Terrorismo à
brasileira
O
Senado brasileiro retomou no início de 2023 as discussões sobre a possibilidade
de se considerar que grandes organizações criminosas no país passem a ser
classificadas como grupos terroristas. O PL 3.283/2021 foi
apresentado pelo senador Styvenson Valentim (Podemos-RN). O PL altera a lei
antiterrorismo, a lei antidrogas, a lei das organizações criminosas, e o Código
Penal para equiparar as ações de grupos criminosos organizados à atividade
terrorista.
Apesar
da discussão já estar em pauta há pelo menos quatro anos no Congresso nacional,
o tema voltou a ganhar tração pelas recentes ondas de violência no Rio Grande do
Norte,
quando a Polícia Federal, inclusive, teria prendido membros do Primeiro Comando
da Capital (PCC) por supostamente planejarem atentados contra
autoridades políticas.
A
mudança no arcabouço legal do país, apoiada por figuras como os senadores
Sergio Moro e Jorge Kajuru, é bastante clara: por se tratarem de organizações
complexas, operando em diversos países e com capilaridade no sistema prisional,
grandes grupos narcotraficantes deveriam ser enquadrados juridicamente de forma
mais repressiva. Garantias legais usufruídas pelos “criminosos tradicionais”,
como relaxamento de pena, visitas íntimas e outras ações, não seriam estendidas
para tais grupos excepcionais, que teriam suas punições aumentadas e o esquema
de detenção, como regimes semiabertos, dificultados.
O
Brasil, contudo, não está inaugurando tal estratégia e a comparação com países
que realizaram esse movimento de “ampliação da nomeação do terrorismo” dão
indicativos que sua eficácia é bastante controversa. Nações tão diversas como Colômbia, Índia e Líbano tentaram
implementar políticas parecidas nas últimas décadas com resultados
catastróficos para populações mais frágeis, além de não melhorarem indicadores
de violência e, em alguns casos, até mesmo pioraram sua situação. Pesquisas
recentes demonstram que, por exemplo, o
Estado indiano é mais letal contra grupos considerados terroristas,
com registros de execuções sumárias e prisões ilegais de ativistas que foram
assim classificados. Por outro lado, os índices de atentados no país passaram a
diminuir após o investimento em inteligência e não em forças repressivas.
A
insistência do termo como ferramenta de nomeação de inimigos, contudo, é
bastante simples: o terrorismo como ideia política é um dos conceitos mais
mutáveis e variáveis do sistema internacional. Apesar de ser entendido, de
forma ampla, como atos de violência que têm civis como alvo e que buscam
objetivos políticos ou ideológicos, a comunidade internacional não compartilha
uma definição amplamente aceita sobre o termo. Nessa lógica, cada país acaba
por enquadrar grupos como “terroristas” de forma essencialmente política,
indicando determinado grupo como tal sem efetivamente existir uma metodologia
clara. O “terrorista” é efetivamente um significante vazio, na medida em que
dentro do termo podem ser enquadrados os mais distintos coletivos.

Informações extraídas:
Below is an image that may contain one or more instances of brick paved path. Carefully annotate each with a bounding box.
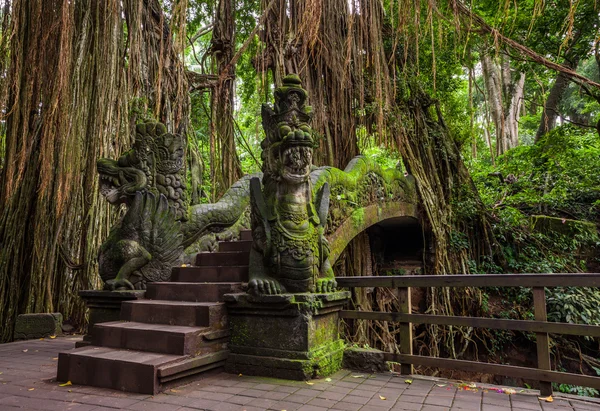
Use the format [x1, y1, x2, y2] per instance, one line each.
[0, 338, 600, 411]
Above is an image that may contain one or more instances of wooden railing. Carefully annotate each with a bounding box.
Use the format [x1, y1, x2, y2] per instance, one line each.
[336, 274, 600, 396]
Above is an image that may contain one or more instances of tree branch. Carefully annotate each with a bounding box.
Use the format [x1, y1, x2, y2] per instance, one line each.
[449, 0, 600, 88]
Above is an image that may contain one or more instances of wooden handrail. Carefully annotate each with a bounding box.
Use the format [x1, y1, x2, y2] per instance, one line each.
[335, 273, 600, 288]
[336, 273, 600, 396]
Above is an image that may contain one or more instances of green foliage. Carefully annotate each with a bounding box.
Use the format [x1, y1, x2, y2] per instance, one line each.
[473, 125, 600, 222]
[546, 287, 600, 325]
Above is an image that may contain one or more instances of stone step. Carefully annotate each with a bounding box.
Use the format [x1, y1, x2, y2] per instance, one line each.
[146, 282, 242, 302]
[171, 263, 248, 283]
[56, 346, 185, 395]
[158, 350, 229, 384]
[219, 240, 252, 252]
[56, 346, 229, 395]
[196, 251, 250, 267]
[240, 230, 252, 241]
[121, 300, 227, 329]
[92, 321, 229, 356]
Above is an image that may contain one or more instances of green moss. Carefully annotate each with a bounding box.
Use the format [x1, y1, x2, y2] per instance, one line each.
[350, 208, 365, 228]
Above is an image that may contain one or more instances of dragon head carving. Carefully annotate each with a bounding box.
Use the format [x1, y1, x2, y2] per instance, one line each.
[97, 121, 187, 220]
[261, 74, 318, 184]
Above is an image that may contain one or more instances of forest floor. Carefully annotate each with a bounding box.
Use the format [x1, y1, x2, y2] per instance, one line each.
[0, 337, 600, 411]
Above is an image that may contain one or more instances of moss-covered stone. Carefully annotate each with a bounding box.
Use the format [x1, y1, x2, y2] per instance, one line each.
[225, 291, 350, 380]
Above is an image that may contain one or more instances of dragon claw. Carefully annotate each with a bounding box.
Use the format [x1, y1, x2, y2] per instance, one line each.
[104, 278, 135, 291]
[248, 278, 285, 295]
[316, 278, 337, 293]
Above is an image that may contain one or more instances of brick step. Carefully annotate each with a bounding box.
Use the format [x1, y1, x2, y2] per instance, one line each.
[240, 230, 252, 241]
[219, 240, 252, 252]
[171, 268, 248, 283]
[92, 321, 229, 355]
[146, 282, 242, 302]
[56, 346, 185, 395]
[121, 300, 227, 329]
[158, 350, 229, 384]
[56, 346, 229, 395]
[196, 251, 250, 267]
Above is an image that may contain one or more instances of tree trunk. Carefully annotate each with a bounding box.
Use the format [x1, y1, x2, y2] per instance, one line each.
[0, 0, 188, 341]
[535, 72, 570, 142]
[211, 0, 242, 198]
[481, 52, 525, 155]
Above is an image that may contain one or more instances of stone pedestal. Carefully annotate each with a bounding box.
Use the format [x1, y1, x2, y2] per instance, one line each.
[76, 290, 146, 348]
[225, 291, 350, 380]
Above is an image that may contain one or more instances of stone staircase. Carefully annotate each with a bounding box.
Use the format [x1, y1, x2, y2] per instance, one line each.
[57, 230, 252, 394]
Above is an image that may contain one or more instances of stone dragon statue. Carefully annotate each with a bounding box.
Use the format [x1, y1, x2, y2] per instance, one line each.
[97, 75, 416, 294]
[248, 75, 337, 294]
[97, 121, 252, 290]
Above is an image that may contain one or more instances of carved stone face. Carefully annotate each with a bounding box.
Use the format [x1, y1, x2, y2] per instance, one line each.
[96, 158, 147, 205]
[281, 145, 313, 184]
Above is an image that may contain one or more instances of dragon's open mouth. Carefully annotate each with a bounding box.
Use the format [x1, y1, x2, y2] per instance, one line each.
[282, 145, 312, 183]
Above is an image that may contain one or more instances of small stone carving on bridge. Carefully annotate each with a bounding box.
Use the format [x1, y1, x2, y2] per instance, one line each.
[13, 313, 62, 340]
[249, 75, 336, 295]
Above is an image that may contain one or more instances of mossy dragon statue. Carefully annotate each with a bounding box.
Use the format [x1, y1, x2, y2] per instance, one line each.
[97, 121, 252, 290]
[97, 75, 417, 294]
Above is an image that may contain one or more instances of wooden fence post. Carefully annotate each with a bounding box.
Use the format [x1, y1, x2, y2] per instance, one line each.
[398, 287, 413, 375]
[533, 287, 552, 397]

Instruções de trabalho:
1/ Traduza para o inglês esta frase do texto sobre terrorismo no Brasil: “O PL 3.283/2021 foi apresentado pelo senador Styvenson Valentim (Podemos-RN).”
2/ Prossiga com o texto sobre terrorismo no Brasil a partir da última frase apresentada.

Resultados do exercício:
1/ Bill PL 3.283/2021 was introduced by Senator Styvenson Valentim (Podemos-RN).

2/
A
questão ganha nuances ainda mais complexas ao se levar em conta que mais do que
um conceito etéreo, a gramática do terror autoriza e facilita
que forças estatais cometam ações de repressão com respaldo público. Pesquisas
sobre o terrorismo como fenômeno político apontam distintas ondas dessa
prática, passando por coletivos anarquistas na Rússia Czarista a grupos
separatistas na Espanha e na Grã Bretanha. Após os ataques de 11 de setembro de
2001 nos Estados Unidos, o termo passou a ser atrelado ao fundamentalismo
islâmico e grupos armados no Oriente Médio e no norte da África. A Guerra Global ao Terror, nesse contexto,
representou um conflito sem fronteiras, contra grupos que ameaçavam, pelo menos
discursivamente, pautas básicas para o Ocidente, como democracia e direitos
humanos. O terrorista, agora, se transforma em uma figura
fantasmagórica, presente em países que parte importante da população
estadunidense não conseguiria apontar em um mapa, mas que ameaça a existência
do Estado a todo momento.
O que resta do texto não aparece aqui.